EXERCISE GOAL =>
What follows is a set of entries; retype all of them exactly.

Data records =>
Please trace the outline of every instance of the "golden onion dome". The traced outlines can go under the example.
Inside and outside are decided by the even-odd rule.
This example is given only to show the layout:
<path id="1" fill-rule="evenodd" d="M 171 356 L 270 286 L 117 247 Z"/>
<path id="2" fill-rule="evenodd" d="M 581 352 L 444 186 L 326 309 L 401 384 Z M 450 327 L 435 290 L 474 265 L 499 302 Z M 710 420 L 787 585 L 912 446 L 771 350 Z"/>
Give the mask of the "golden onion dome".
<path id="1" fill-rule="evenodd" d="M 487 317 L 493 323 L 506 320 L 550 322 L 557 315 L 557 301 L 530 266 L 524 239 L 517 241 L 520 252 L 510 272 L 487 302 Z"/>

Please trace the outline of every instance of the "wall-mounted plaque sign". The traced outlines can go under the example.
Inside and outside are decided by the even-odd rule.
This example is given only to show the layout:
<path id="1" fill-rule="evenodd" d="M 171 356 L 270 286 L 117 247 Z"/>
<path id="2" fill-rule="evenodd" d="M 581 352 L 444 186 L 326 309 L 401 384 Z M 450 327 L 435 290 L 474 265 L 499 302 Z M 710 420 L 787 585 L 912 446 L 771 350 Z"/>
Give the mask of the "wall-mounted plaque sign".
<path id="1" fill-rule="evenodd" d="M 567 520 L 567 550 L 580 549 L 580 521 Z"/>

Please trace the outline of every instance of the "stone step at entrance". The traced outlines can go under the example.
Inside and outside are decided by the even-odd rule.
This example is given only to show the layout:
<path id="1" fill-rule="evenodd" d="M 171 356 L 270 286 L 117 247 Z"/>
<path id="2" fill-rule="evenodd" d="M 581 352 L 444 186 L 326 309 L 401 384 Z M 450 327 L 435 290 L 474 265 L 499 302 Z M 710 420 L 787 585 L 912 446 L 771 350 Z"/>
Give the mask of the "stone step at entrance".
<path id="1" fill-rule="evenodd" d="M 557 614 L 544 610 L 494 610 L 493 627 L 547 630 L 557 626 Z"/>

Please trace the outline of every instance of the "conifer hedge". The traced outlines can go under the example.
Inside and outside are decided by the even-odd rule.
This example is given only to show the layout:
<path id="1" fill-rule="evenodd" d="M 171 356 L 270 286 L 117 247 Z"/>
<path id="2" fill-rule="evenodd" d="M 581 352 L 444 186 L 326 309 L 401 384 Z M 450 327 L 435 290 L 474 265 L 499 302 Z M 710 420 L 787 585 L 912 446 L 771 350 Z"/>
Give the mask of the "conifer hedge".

SOLUTION TO THIS PROBLEM =>
Please trace the outline of every instance of the "golden onion dome". The traced outlines can go under the example.
Inside and outside are decided by the even-odd rule.
This example is given only to show the layout:
<path id="1" fill-rule="evenodd" d="M 171 356 L 270 286 L 117 247 Z"/>
<path id="2" fill-rule="evenodd" d="M 581 352 L 444 186 L 326 309 L 401 384 Z M 450 327 L 435 290 L 474 265 L 499 302 Z M 710 420 L 787 585 L 912 446 L 771 350 Z"/>
Give the mask of the "golden onion dome".
<path id="1" fill-rule="evenodd" d="M 487 317 L 493 323 L 506 320 L 550 322 L 557 315 L 557 301 L 530 266 L 524 239 L 517 241 L 520 252 L 510 272 L 487 302 Z"/>

Please trace the outline of every instance of the "wall-mounted plaque sign". The traced outlines can go under the example.
Inside and outside are decided by the even-odd rule.
This example is given only to show the layout:
<path id="1" fill-rule="evenodd" d="M 171 356 L 270 286 L 117 247 Z"/>
<path id="2" fill-rule="evenodd" d="M 581 352 L 444 186 L 326 309 L 401 384 Z M 450 327 L 435 290 L 474 265 L 499 302 Z M 710 420 L 787 585 L 912 446 L 771 350 Z"/>
Give the mask of the "wall-mounted plaque sign".
<path id="1" fill-rule="evenodd" d="M 567 520 L 567 550 L 580 549 L 580 521 Z"/>

Please trace the outline of every instance of the "stone step at entrance". The traced outlines can go under the example.
Inside and outside are decided by the even-odd rule.
This example is given only to show the layout:
<path id="1" fill-rule="evenodd" d="M 171 356 L 270 286 L 117 247 Z"/>
<path id="2" fill-rule="evenodd" d="M 581 352 L 444 186 L 326 309 L 401 384 Z M 450 327 L 435 290 L 474 265 L 499 302 Z M 710 420 L 787 585 L 912 446 L 771 350 Z"/>
Give the mask of the "stone step at entrance".
<path id="1" fill-rule="evenodd" d="M 557 614 L 544 610 L 494 610 L 493 627 L 547 630 L 557 626 Z"/>

Please trace the outline of every instance of the "conifer hedge". The traced outlines can go under the example.
Inside and outside are decided by the even-odd rule.
This example is given only to show the layout:
<path id="1" fill-rule="evenodd" d="M 171 356 L 270 286 L 117 247 Z"/>
<path id="2" fill-rule="evenodd" d="M 581 352 L 444 186 L 326 309 L 401 384 Z M 450 327 L 435 290 L 474 265 L 499 302 Z M 710 420 L 787 585 L 912 446 L 771 350 Z"/>
Give the mask of the "conifer hedge".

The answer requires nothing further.